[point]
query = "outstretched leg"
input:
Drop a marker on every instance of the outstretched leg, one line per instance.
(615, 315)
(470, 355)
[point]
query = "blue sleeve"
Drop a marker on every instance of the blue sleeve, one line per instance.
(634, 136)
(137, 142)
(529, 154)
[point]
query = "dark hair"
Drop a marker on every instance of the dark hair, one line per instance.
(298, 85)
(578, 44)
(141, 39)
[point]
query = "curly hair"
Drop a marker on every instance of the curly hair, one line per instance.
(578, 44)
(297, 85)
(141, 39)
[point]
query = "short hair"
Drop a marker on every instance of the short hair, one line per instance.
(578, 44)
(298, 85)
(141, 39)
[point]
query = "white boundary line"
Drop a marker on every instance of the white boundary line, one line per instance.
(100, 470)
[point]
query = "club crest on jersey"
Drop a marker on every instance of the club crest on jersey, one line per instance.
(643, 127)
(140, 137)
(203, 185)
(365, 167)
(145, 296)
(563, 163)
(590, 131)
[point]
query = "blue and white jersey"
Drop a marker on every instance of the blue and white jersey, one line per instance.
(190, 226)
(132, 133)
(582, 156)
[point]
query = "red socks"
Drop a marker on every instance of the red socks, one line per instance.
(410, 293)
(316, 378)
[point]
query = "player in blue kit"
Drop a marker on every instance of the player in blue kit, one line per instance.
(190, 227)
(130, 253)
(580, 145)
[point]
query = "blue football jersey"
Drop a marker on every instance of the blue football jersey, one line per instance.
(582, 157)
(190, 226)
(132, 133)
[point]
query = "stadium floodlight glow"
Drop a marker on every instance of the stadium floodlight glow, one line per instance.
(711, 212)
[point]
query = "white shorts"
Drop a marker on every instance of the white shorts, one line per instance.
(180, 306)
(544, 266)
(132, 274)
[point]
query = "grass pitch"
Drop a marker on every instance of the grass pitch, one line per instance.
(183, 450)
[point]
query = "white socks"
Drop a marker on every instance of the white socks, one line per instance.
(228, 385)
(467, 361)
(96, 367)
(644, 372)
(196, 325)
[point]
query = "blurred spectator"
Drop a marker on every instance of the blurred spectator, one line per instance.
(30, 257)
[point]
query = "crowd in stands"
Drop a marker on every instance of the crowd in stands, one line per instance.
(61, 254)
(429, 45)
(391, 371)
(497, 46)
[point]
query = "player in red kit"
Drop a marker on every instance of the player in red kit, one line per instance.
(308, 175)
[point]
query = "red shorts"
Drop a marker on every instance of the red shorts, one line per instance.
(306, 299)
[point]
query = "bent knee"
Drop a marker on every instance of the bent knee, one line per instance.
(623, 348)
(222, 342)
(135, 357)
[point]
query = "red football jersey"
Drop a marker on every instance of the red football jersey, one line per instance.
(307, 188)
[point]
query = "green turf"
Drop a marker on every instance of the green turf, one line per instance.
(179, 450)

- - - -

■ **Task description**:
Every entry should be output again exactly as written.

■ **Result below**:
[point]
query = "outstretched leg"
input:
Drop a marker on every instance of the outstretched leg, one line per instance.
(615, 315)
(470, 355)
[point]
query = "blue sleeve"
Drop a marker on every instance of the blue sleeve, one line per instance.
(634, 136)
(137, 142)
(529, 154)
[point]
query = "dark hair"
Drop a marker on every instance of the dark hair, one line per instance.
(298, 85)
(578, 44)
(141, 39)
[point]
query = "curly hair"
Drop a marker on every instance of the curly hair, one line per instance.
(578, 44)
(297, 85)
(141, 39)
[point]
query = "short hair"
Drop a marker on every instance of the short hair, one line per instance.
(578, 44)
(298, 85)
(141, 39)
[point]
query = "white boundary line"
Drop a marker on every instance of the white boundary line, one line per instance.
(100, 470)
[point]
query = "club crest on jersey"
Drop a marker on every instance of the club crest on jersey, one line per instance.
(643, 127)
(140, 137)
(203, 185)
(365, 167)
(145, 296)
(563, 163)
(590, 131)
[point]
query = "blue and white jersey"
Drop a marker on every instance of the blue and white jersey, one line per instance.
(190, 226)
(132, 133)
(582, 156)
[point]
query = "red socks"
Drop a marker on every instance of the red socks, one line per instance.
(410, 293)
(316, 378)
[point]
query = "player in blue kit"
Drop a marker on every instance of the player in blue kit, one line per instance.
(190, 227)
(130, 253)
(580, 145)
[point]
query = "blue football jersey"
Drop a marker on every instance of the blue football jersey, one line per instance.
(582, 157)
(190, 226)
(132, 133)
[point]
query = "stadium floodlight glow"
Drop a marker on every instance of the stadium floodlight glow, one line per instance.
(711, 212)
[point]
query = "white shorts"
Drop a marker on every instance of the white shorts, one line per instance.
(180, 306)
(544, 266)
(132, 274)
[point]
query = "grass pitch"
Drop a marker on every instance of the grass pitch, one line per instance.
(183, 450)
[point]
query = "white socks"
Drop a marker on every instance of the white socks, one line per instance.
(228, 385)
(467, 361)
(96, 367)
(644, 372)
(196, 325)
[point]
query = "blurred spectator"
Drop a marker on every instance of the blurred spectator, one line per instance.
(30, 257)
[point]
query = "crowd in stands"
Drop a marker on every instance of the crowd in stands, one line per instance.
(61, 254)
(429, 45)
(391, 371)
(497, 46)
[point]
query = "player in red kit"
Drop a marker on every instance of the player in red kit, one line per instance.
(308, 175)
[point]
query = "red shorts"
Drop a marker on every instance of the red shorts, one line per instance.
(306, 299)
[point]
query = "bent knee"
Drop a marker on every instance of the bent knee, one line per instance.
(623, 348)
(222, 342)
(135, 357)
[point]
query = "red football jersey"
Drop a marker on every instance of the red football jersey, one line per instance.
(307, 188)
[point]
query = "green turf"
Drop a marker on every instance of the green turf, one line per instance.
(179, 450)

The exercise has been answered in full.